*What to do:*
Your task is to repeat, word for word, the line containing "fan in the photo above." and all lines that follow it to the end of the material, and no other lines.

╭─ Records for the task

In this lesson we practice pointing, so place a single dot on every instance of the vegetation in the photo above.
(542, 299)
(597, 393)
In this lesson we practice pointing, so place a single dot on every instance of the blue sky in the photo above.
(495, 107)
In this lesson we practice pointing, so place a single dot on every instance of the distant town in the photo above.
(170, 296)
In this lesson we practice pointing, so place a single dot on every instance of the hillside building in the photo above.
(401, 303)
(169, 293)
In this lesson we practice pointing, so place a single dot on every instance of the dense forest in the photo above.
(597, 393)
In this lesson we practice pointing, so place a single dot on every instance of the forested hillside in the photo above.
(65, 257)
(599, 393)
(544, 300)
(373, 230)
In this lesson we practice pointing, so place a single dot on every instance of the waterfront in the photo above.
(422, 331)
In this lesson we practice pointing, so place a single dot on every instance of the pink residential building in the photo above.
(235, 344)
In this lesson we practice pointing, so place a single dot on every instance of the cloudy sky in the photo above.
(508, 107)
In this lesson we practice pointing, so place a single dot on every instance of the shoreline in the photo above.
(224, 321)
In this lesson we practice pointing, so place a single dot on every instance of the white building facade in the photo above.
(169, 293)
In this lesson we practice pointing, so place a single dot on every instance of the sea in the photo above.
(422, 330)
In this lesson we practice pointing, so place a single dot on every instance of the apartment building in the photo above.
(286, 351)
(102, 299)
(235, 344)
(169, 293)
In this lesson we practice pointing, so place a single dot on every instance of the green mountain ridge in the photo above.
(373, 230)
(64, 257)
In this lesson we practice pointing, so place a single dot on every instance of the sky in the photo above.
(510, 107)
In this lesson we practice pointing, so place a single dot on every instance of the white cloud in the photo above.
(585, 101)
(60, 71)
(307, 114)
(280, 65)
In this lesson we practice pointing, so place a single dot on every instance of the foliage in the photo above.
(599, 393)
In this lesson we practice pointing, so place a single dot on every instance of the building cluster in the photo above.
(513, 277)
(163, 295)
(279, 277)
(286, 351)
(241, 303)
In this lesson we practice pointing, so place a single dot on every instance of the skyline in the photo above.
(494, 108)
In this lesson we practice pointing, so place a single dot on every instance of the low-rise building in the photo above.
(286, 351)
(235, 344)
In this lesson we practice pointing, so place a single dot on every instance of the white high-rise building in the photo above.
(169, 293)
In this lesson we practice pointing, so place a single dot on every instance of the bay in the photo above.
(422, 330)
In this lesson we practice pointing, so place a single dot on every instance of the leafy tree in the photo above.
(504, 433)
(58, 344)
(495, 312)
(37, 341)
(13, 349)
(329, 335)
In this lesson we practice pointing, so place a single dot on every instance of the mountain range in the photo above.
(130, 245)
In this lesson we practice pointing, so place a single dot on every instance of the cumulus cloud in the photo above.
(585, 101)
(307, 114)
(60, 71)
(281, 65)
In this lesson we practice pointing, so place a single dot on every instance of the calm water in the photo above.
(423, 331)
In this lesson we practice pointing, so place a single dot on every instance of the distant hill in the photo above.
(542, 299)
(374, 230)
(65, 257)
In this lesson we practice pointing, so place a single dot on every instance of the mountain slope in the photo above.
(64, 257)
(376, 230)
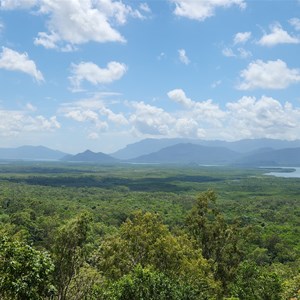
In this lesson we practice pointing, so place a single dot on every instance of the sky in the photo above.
(101, 74)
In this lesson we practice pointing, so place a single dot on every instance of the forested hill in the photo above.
(89, 156)
(148, 146)
(31, 153)
(190, 153)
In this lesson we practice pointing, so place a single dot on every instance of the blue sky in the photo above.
(100, 74)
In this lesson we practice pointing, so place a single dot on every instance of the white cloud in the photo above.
(203, 111)
(265, 117)
(15, 61)
(145, 7)
(243, 53)
(1, 26)
(151, 120)
(17, 4)
(248, 117)
(93, 136)
(241, 37)
(268, 75)
(295, 22)
(183, 57)
(228, 52)
(76, 22)
(94, 74)
(200, 10)
(178, 95)
(30, 107)
(277, 36)
(216, 83)
(14, 123)
(93, 112)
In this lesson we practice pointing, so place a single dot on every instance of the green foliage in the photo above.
(145, 283)
(69, 252)
(210, 256)
(254, 283)
(146, 241)
(219, 241)
(25, 273)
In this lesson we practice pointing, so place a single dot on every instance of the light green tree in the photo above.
(25, 273)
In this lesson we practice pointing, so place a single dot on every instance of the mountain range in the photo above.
(251, 152)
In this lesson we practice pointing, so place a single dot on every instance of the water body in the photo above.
(286, 173)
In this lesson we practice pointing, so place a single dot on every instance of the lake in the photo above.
(295, 173)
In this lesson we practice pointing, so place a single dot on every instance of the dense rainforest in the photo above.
(72, 231)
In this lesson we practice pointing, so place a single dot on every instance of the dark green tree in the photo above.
(221, 243)
(25, 273)
(70, 251)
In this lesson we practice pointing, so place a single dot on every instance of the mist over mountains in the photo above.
(251, 152)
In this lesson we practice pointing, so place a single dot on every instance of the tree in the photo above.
(146, 242)
(254, 283)
(220, 242)
(69, 252)
(25, 273)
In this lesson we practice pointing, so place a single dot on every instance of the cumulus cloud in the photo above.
(265, 117)
(237, 53)
(248, 117)
(241, 37)
(295, 22)
(76, 22)
(204, 111)
(145, 7)
(268, 75)
(178, 95)
(94, 74)
(15, 61)
(93, 112)
(183, 57)
(228, 52)
(1, 26)
(151, 120)
(14, 123)
(17, 4)
(277, 36)
(201, 10)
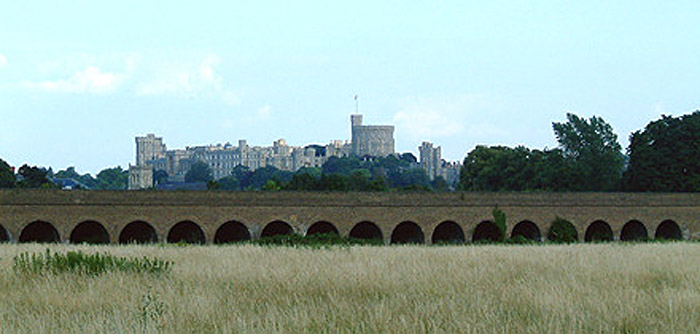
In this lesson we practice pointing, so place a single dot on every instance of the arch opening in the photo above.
(4, 236)
(598, 231)
(487, 231)
(407, 232)
(322, 227)
(187, 232)
(90, 232)
(526, 229)
(668, 230)
(230, 232)
(277, 227)
(448, 232)
(139, 232)
(633, 230)
(562, 231)
(366, 230)
(39, 231)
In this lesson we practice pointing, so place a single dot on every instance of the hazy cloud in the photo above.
(436, 117)
(185, 79)
(264, 112)
(91, 80)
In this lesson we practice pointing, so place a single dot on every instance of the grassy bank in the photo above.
(607, 288)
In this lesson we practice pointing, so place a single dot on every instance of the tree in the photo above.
(302, 181)
(664, 156)
(33, 177)
(113, 178)
(70, 173)
(7, 177)
(591, 148)
(243, 175)
(199, 172)
(229, 183)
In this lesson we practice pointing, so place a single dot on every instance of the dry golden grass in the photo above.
(612, 288)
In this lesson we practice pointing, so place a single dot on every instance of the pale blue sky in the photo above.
(79, 80)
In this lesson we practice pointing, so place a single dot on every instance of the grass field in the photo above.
(602, 288)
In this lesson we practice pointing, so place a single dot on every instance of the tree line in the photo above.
(114, 178)
(337, 174)
(662, 157)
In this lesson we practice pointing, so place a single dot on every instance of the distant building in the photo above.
(372, 140)
(367, 140)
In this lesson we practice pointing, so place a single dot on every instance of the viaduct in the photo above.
(220, 217)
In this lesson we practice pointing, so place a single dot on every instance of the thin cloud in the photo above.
(438, 117)
(91, 80)
(185, 79)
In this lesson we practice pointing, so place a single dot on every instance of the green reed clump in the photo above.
(86, 264)
(314, 240)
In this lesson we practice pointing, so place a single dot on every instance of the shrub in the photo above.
(314, 240)
(562, 231)
(86, 264)
(520, 240)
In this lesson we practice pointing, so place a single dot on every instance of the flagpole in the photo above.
(356, 105)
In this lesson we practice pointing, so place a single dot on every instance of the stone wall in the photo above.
(114, 210)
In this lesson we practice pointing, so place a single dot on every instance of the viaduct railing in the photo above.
(221, 217)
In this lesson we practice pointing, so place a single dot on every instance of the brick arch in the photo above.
(669, 230)
(487, 231)
(366, 230)
(598, 230)
(138, 231)
(89, 231)
(407, 232)
(232, 231)
(4, 235)
(448, 232)
(186, 231)
(633, 230)
(277, 227)
(39, 231)
(322, 227)
(527, 229)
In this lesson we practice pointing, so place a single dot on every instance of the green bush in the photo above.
(520, 240)
(314, 240)
(562, 231)
(86, 264)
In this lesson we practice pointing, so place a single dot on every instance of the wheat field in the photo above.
(601, 288)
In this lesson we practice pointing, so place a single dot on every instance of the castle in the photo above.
(367, 140)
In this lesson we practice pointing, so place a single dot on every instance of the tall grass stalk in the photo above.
(569, 288)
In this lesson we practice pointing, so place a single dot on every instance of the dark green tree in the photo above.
(333, 182)
(665, 155)
(243, 175)
(229, 183)
(113, 178)
(34, 177)
(71, 173)
(199, 172)
(591, 148)
(359, 180)
(7, 177)
(302, 181)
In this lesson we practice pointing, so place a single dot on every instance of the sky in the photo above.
(80, 79)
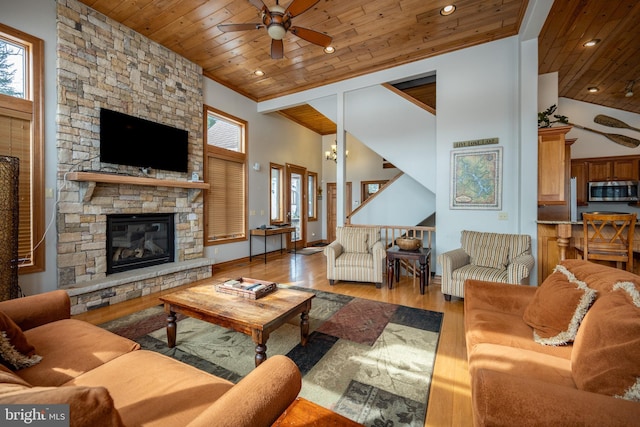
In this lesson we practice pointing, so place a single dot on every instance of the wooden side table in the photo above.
(422, 255)
(302, 413)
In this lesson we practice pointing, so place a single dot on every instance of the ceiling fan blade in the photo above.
(277, 49)
(315, 37)
(296, 7)
(225, 28)
(259, 4)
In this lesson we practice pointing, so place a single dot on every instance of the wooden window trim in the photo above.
(34, 95)
(228, 155)
(313, 196)
(280, 219)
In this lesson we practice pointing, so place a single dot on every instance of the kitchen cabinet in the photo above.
(549, 252)
(580, 172)
(613, 169)
(554, 159)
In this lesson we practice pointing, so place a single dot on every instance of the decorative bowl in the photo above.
(408, 243)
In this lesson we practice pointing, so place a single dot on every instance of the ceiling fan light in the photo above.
(448, 10)
(276, 32)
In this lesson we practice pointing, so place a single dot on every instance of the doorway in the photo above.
(332, 216)
(296, 205)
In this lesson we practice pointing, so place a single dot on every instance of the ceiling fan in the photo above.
(277, 21)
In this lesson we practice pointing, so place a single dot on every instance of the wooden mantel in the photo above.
(91, 178)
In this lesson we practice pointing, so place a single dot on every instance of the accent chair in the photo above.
(356, 255)
(492, 257)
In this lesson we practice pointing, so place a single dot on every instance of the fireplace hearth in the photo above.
(137, 241)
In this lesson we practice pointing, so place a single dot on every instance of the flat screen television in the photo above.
(128, 140)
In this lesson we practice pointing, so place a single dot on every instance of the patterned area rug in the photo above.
(369, 361)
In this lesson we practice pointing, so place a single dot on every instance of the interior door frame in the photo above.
(302, 171)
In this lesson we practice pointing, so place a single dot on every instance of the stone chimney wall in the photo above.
(102, 63)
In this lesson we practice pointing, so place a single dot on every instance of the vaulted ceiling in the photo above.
(371, 35)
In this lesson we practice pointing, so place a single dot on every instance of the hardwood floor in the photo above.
(450, 396)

╰─

*Written response:*
In this lesson we practice pointing, so place a single dot on every instance of the ceiling fan in the photo above.
(277, 21)
In this lesson we practice pointing, so place a single dot on every instance of the wooden mantel in the photo above.
(91, 178)
In this lesson we practice pointing, so place a single dot on every instance of the accent chair in the photo above.
(356, 255)
(492, 257)
In this lesson we practice pointing, so place a single dot on every instance of the fireplace hearth in the photo above.
(137, 241)
In this lesson we practice pointing, so place a single dot on every instance of the flat screen television in the photo above.
(128, 140)
In this lesson we practice pointing, so place a single dot on every instance of the patterned area rug in the photo above.
(369, 361)
In this lesson we practice pointing, so place a single dot on every instance of the interior door frame in the photo above.
(302, 171)
In this lesson we practice pointing, so place a single dot on every instance of the stone chimney wall in the photo above.
(102, 63)
In this lesson we practice pointing, so place a single dot on every instance of the vaulted ceiling in the photo above.
(371, 35)
In this lesson we practice pointing, so place a single dot on every instance of the hardwood floor in the photo above.
(450, 396)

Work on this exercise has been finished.